▶ Directions for this task: What the task needs is every record repeated exactly, nothing more.

Recorded data Start Marker

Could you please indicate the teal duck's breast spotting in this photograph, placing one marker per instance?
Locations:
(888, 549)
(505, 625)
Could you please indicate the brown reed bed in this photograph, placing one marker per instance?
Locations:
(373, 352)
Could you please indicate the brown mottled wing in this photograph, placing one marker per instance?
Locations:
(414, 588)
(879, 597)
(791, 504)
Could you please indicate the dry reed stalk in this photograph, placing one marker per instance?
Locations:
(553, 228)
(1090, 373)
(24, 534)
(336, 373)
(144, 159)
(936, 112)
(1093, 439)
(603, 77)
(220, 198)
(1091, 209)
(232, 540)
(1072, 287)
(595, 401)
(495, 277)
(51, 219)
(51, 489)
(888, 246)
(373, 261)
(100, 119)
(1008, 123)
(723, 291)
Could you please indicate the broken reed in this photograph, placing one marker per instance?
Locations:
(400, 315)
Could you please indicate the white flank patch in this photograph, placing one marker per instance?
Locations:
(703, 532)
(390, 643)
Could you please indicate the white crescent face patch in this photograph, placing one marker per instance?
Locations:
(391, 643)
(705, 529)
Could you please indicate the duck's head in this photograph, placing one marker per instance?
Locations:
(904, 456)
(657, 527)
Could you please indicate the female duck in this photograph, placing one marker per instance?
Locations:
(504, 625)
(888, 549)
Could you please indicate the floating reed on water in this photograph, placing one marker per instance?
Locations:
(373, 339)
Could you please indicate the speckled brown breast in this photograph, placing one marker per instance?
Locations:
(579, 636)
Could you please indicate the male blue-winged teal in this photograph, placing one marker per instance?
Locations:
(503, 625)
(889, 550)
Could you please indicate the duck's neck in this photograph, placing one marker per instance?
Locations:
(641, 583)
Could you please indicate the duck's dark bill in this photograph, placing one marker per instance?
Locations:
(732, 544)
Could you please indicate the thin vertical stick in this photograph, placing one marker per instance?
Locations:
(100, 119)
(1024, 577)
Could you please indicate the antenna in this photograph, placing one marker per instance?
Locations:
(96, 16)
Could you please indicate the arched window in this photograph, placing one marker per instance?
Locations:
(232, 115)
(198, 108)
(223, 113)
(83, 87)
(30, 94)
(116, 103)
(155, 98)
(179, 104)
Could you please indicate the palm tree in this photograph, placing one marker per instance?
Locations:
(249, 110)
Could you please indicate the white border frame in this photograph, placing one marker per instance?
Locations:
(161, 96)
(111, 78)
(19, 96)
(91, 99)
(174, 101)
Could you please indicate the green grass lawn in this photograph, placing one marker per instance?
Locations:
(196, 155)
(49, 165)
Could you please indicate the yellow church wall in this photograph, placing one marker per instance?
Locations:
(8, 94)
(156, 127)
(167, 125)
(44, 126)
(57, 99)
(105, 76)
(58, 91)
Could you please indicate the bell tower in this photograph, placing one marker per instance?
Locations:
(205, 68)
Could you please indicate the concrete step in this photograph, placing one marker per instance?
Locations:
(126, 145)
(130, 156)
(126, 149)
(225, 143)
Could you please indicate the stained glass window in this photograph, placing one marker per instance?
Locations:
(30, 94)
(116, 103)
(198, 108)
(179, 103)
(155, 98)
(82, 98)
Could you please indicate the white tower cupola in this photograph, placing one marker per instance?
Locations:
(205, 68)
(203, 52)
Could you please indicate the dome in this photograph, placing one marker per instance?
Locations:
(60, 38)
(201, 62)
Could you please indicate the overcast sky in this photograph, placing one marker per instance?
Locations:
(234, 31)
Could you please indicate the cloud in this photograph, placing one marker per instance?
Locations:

Recorded data End Marker

▶ Result for this exercise:
Could you please indicate the teal duck's breast spotting in this photograph, placing one marker per instance?
Locations:
(888, 549)
(505, 625)
Could you please indicate the brown reed bed in this photograph, placing one marker per instance?
Locations:
(373, 352)
Could you please indicate the brown mottled wing in this photograph, placing one marker per instance?
Locations:
(414, 588)
(879, 597)
(791, 504)
Could you please indicate the dry reed stalk in this photograph, placing one marker per instance?
Locations:
(553, 228)
(1090, 373)
(24, 534)
(336, 373)
(144, 159)
(936, 112)
(1093, 439)
(603, 77)
(220, 198)
(1091, 209)
(232, 540)
(1072, 287)
(595, 401)
(495, 277)
(51, 219)
(51, 489)
(888, 246)
(373, 261)
(100, 119)
(1008, 123)
(723, 291)
Could you please indicate the broken reed in this photograph, placing one marker per instance?
Locations:
(400, 315)
Could you please indicate the white flank patch in this photograph, placing one marker per instance?
Locations:
(703, 532)
(390, 643)
Could you please indicate the white crescent face patch in this photograph, placing one marker per instance?
Locations:
(391, 643)
(705, 529)
Could you please indicate the duck's head in this photograph, placing one marker per instance?
Locations:
(904, 456)
(657, 527)
Could you please indicate the female duck in this photograph, placing one marker per instance?
Locations:
(504, 625)
(888, 549)
Could you please indicate the floating reed on water in this photograph, placing one marker per instance?
Locations:
(373, 339)
Could you please indicate the speckled brown breast in this photograph, placing one marker per instance?
Locations:
(579, 636)
Could you please indicate the male blue-winged teal in this photograph, placing one marker per instance?
Locations:
(503, 625)
(889, 550)
Could you please indicate the duck's neck in this photograph, placing one marker per instance?
Locations:
(641, 583)
Could you please indicate the duck's dark bill in this photograph, placing one marker per instance?
Locations:
(732, 544)
Could you please indicate the thin vertical stick in this photograph, placing one marker per instance?
Locations:
(100, 119)
(1024, 577)
Could you please indicate the antenna in this photograph, placing one marker per instance?
Locations:
(96, 16)
Could you please indicate the arched window in this photograph, placing one marker per instance?
Locations:
(232, 115)
(198, 108)
(223, 113)
(83, 87)
(30, 94)
(116, 103)
(155, 98)
(179, 104)
Could you please indicate the palm tree in this photograph, placing one marker per instance?
Locations:
(249, 110)
Could you please indicate the white border frame in this photograph, placing one marker per instance?
Locations:
(161, 96)
(111, 78)
(19, 96)
(91, 99)
(174, 101)
Could you please indicate the green grass lawn in this photograph, placing one marker per instance?
Locations:
(196, 155)
(49, 165)
Could you please indicate the yellow church wall in this photograph, placing one marker per instance?
Locations:
(8, 94)
(156, 127)
(167, 125)
(44, 126)
(57, 99)
(105, 76)
(58, 91)
Could you please indicate the bell tower in this photograph, placing one marker per instance?
Locations:
(205, 68)
Could you please indicate the concrete step in this photograph, placing one marker per instance?
Locations:
(126, 145)
(130, 156)
(126, 149)
(225, 143)
Could you please indicate the stained glass window in this photograph, placing one marker per instance?
Locations:
(30, 94)
(116, 103)
(198, 108)
(179, 103)
(155, 98)
(82, 98)
Could you please indicate the white tower cupola in this photograph, placing one marker per instance?
Locations:
(205, 68)
(203, 52)
Could you please indicate the dome in this photograph, placing one marker per instance?
Locations:
(60, 38)
(201, 62)
Could you please indicate the overcast sky in this photograph, placing one marker per instance?
Locations:
(234, 31)
Could you please indicate the cloud in this photograph, placing one marker per instance?
Locations:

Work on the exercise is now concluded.